**Source extract:**
----------

\name{XStringSet-io}

\alias{XStringSet-io}

\alias{read.BStringSet}
\alias{read.DNAStringSet}
\alias{read.RNAStringSet}
\alias{read.AAStringSet}

\alias{fasta.info}
\alias{fastq.geometry}

\alias{write.XStringSet}

\alias{save.XStringSet}


\title{Read/write an XStringSet object from/to a file}

\description{
  Functions to read/write an \link{XStringSet} object from/to a file.
}

\usage{
## Read FASTA (or FASTQ) files in an XStringSet object:
read.BStringSet(filepath, format="fasta",
                nrec=-1L, skip=0L, use.names=TRUE)
read.DNAStringSet(filepath, format="fasta",
                  nrec=-1L, skip=0L, use.names=TRUE)
read.RNAStringSet(filepath, format="fasta",
                  nrec=-1L, skip=0L, use.names=TRUE)
read.AAStringSet(filepath, format="fasta",
                 nrec=-1L, skip=0L, use.names=TRUE)

## Extract basic information about FASTA (or FASTQ) files
## without loading them:
fasta.info(filepath, nrec=-1L, skip=0L, use.names=TRUE)
fastq.geometry(filepath, nrec=-1L, skip=0L)

## Write an XStringSet object to a FASTA (or FASTQ) file:
write.XStringSet(x, filepath, append=FALSE, format="fasta", ...)

## Serialize an XStringSet object:
save.XStringSet(x, objname, dirpath=".", save.dups=FALSE, verbose=TRUE)
}

\arguments{
  \item{filepath}{
    A character vector (of arbitrary length when reading, of length 1
    when writing) containing the path(s) to the file(s) to read or write.
    Note that special values like \code{""} or \code{"|cmd"} (typically
    supported by other I/O functions in R) are not supported here.
    Also \code{filepath} cannot be a connection.
  }
  \item{format}{
    Either \code{"fasta"} (the default) or \code{"fastq"}.
  }
  \item{nrec}{
    Single integer. The maximum of number of records to read in.
    Negative values are ignored.
  }
  \item{skip}{
    Single non-negative integer. The number of records of the data file(s)
    to skip before beginning to read in records.
  }
  \item{use.names}{
    Should the returned vector be named? For FASTA the names are taken
    from the record description lines. For FASTQ they are taken from
    the record sequence ids.
    Dropping the names can help reducing memory footprint e.g. for
    a FASTQ file containing millions of reads.
  }
  \item{x}{
    For \code{write.XStringSet}, the object to write to \code{file}.

    For \code{save.XStringSet}, the object to serialize.
  }
  \item{append}{
    \code{TRUE} or \code{FALSE}. If \code{TRUE} output will be
    appended to \code{file}; otherwise, it will overwrite the contents
    of \code{file}. See \code{?\link[base]{cat}} for the details.

----------

**Supplied data:**
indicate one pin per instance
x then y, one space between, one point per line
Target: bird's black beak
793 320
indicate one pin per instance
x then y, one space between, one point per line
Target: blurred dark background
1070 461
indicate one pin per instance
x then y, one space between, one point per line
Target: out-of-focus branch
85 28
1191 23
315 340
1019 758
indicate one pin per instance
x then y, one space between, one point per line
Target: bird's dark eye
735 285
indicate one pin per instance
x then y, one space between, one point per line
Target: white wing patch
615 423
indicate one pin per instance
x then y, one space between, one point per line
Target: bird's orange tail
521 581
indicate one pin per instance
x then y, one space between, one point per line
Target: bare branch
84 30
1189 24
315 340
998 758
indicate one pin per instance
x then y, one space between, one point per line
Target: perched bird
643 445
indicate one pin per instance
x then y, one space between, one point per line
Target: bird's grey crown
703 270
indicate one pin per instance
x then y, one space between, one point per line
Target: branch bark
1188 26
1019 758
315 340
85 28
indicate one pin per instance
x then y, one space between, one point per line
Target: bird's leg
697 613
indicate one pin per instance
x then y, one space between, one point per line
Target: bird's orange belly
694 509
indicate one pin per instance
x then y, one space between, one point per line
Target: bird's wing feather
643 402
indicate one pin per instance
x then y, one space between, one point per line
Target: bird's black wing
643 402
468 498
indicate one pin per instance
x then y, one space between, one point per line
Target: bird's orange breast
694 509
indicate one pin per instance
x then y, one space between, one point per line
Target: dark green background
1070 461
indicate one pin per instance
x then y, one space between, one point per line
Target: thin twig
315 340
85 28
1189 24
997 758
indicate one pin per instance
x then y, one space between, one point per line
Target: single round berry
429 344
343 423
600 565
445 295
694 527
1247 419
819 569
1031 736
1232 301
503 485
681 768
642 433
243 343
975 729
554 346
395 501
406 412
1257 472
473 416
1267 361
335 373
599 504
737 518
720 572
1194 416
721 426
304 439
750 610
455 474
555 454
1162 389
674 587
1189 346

----------

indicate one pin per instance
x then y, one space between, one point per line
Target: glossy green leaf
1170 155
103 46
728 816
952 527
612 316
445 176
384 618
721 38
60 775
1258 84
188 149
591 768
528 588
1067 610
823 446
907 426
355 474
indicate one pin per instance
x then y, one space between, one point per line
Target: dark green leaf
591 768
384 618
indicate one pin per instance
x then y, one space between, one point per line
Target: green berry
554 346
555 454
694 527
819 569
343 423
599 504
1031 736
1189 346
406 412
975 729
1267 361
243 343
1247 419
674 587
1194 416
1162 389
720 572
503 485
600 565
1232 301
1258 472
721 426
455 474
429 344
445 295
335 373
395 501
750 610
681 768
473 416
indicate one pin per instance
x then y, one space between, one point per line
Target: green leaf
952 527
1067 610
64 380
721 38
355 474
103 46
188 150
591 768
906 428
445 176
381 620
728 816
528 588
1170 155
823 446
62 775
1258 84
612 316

----------

**Assignment:**
Rewrite the passage of the XStringSet input/output documentation starting with "Negative values are" and going on through "millions of reads.", with "memory footprint" changed to "memory usage". The entries have no connection to the XStringSet input/output documentation.

**Finished task:**
Negative values are ignored.
  }
  \item{skip}{
    Single non-negative integer. The number of records of the data file(s)
    to skip before beginning to read in records.
  }
  \item{use.names}{
    Should the returned vector be named? For FASTA the names are taken
    from the record description lines. For FASTQ they are taken from
    the record sequence ids.
    Dropping the names can help reducing memory usage e.g. for
    a FASTQ file containing millions of reads.